--- Start Input records ---
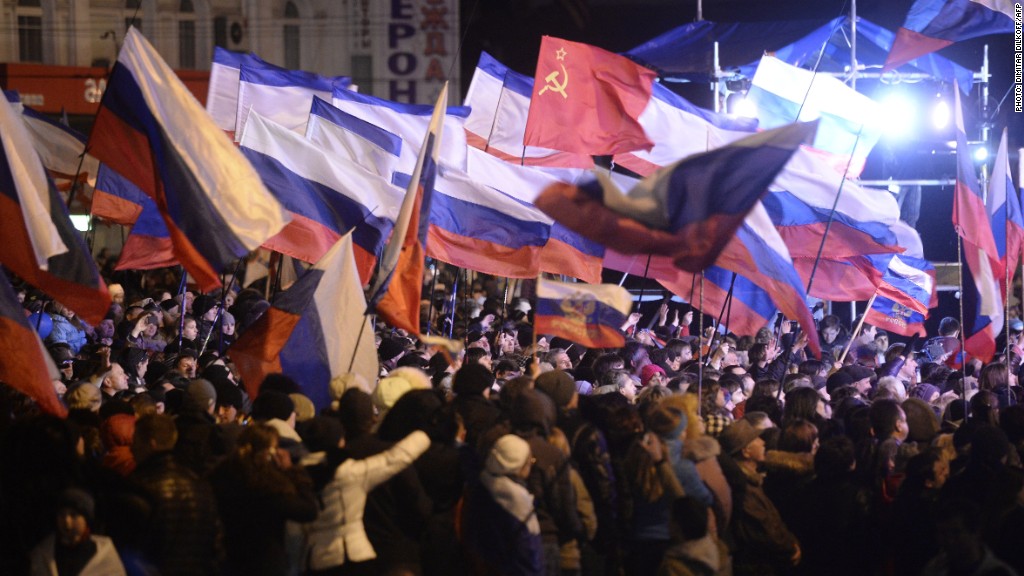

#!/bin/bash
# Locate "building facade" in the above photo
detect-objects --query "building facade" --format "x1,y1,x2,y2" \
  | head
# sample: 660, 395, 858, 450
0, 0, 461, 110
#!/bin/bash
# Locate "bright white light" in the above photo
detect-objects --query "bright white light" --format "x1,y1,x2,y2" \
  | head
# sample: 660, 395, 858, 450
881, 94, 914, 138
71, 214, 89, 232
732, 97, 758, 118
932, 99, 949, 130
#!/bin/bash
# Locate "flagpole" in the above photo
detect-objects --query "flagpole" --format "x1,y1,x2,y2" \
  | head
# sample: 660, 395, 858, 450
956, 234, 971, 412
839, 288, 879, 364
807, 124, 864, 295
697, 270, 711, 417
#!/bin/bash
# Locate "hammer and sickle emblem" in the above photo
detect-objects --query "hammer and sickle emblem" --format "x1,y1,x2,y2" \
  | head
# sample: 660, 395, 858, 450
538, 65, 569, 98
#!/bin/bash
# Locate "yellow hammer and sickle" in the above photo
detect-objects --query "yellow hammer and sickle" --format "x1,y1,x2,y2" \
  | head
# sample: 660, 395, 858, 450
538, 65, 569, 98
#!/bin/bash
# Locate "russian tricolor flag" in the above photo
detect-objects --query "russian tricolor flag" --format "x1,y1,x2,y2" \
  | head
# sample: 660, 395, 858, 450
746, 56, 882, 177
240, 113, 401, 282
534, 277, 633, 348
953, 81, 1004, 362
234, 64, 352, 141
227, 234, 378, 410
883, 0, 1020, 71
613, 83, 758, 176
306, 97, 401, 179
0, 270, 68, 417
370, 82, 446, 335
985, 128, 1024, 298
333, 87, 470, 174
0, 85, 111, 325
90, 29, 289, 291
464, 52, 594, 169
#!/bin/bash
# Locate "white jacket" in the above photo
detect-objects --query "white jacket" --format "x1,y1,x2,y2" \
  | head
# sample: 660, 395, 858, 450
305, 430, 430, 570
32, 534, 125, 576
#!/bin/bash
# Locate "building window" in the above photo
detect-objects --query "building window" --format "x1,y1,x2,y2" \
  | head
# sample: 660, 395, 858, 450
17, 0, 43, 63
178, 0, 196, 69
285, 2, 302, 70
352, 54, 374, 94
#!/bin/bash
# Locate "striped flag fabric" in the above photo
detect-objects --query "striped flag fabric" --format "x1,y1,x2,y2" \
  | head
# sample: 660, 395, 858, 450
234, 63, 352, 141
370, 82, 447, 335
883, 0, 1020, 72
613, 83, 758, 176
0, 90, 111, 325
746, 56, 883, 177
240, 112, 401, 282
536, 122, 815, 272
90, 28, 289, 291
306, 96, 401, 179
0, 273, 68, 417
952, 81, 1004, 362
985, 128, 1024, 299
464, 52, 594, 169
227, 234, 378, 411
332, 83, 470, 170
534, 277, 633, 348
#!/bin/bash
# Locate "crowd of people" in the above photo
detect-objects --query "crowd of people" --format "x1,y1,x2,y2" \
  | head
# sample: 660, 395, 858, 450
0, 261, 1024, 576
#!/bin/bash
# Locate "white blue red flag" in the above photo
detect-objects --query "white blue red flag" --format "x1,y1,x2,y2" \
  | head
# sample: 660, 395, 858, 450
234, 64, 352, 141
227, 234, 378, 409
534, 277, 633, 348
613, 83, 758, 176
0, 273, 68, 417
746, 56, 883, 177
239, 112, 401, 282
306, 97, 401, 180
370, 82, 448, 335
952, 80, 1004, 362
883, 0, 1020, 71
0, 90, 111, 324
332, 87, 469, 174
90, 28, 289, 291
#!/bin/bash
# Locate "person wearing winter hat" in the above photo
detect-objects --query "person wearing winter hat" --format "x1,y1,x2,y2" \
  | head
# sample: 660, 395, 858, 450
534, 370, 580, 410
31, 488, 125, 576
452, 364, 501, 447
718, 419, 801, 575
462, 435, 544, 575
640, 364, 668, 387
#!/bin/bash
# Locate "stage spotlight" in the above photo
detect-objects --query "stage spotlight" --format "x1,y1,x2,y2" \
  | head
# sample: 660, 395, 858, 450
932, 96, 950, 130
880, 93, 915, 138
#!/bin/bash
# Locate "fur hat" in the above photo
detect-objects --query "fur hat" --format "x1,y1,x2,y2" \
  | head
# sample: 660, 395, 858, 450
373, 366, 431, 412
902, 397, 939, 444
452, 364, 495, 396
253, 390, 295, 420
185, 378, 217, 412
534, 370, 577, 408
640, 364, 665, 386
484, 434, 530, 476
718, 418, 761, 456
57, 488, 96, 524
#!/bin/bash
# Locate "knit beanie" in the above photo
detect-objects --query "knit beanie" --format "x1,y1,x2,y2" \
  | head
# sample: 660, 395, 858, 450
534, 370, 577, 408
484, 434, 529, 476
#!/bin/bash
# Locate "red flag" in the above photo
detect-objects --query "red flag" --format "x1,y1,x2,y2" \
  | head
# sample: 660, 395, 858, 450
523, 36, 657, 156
--- End Input records ---
--- Start Input records ---
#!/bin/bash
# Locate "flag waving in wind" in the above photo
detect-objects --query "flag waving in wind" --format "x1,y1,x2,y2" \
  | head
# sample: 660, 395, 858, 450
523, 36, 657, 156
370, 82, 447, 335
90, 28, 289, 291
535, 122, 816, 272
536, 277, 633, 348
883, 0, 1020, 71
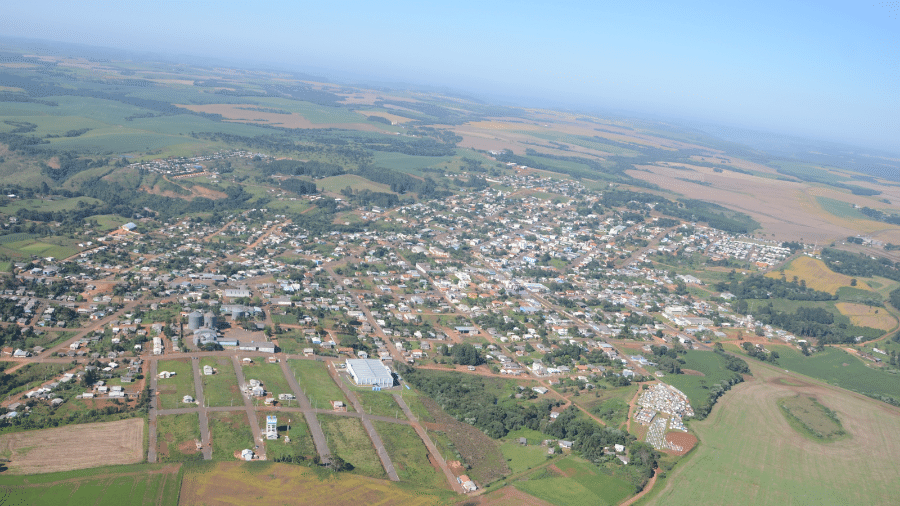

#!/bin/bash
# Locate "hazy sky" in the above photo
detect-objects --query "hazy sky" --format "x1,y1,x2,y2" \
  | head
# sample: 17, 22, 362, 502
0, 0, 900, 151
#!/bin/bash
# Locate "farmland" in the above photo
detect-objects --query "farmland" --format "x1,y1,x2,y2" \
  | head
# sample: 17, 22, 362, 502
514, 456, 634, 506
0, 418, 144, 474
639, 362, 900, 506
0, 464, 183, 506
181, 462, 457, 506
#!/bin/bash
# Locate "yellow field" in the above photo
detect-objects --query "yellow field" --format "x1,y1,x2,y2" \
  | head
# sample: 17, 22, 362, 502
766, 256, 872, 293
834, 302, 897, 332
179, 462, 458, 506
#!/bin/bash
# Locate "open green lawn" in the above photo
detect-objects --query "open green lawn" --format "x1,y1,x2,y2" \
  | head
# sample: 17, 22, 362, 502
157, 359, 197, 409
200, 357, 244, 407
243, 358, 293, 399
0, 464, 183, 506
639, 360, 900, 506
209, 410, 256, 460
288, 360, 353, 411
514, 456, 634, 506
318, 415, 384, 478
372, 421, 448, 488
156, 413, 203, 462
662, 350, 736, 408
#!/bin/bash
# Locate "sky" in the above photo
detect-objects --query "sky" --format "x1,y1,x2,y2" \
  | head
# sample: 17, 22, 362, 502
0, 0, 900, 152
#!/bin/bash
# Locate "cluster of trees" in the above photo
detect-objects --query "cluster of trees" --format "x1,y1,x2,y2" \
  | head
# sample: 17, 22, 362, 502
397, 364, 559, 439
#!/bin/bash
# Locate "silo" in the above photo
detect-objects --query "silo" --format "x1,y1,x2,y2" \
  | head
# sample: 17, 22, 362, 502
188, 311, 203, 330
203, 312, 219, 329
--- End Input records ---
--- Start Input records ---
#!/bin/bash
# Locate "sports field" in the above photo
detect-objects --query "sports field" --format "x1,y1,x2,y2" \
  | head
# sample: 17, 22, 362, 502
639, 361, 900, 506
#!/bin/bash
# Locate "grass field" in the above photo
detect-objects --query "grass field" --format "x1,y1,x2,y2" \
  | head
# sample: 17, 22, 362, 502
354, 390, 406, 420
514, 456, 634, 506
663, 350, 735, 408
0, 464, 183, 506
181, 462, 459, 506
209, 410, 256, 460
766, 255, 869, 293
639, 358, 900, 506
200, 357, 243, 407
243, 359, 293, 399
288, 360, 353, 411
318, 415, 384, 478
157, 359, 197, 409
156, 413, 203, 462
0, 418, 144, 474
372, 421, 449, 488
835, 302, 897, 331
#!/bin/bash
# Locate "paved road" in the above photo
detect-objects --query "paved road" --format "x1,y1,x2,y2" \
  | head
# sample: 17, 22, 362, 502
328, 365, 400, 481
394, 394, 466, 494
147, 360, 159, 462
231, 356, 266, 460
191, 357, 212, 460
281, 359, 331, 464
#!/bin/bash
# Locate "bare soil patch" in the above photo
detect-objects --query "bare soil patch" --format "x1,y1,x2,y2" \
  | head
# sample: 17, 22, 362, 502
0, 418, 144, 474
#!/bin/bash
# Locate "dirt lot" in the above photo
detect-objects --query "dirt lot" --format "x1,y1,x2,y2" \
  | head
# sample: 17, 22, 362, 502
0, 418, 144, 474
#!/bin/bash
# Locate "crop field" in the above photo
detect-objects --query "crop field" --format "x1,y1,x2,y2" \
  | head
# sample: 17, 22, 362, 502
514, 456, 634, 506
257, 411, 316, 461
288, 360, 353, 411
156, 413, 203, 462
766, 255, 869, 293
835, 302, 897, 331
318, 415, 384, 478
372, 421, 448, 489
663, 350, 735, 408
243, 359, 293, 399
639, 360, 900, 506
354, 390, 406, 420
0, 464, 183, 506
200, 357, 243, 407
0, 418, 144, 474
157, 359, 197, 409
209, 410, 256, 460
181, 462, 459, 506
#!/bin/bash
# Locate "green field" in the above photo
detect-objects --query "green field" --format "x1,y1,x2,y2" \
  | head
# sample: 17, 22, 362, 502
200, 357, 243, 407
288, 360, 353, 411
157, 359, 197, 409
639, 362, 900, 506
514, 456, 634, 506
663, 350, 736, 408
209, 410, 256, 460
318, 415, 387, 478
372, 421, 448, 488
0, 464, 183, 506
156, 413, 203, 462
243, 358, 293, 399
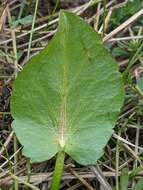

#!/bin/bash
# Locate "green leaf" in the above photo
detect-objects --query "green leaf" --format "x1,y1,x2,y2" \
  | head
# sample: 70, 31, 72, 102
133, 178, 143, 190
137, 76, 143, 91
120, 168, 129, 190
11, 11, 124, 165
--- End Input records ---
#### Requirement:
Report every line of the rows that contains the word "sports".

#### Final result:
# Locate "sports field" in the above photo
detect-objects --query "sports field" --format "x1,y1,x2,y2" \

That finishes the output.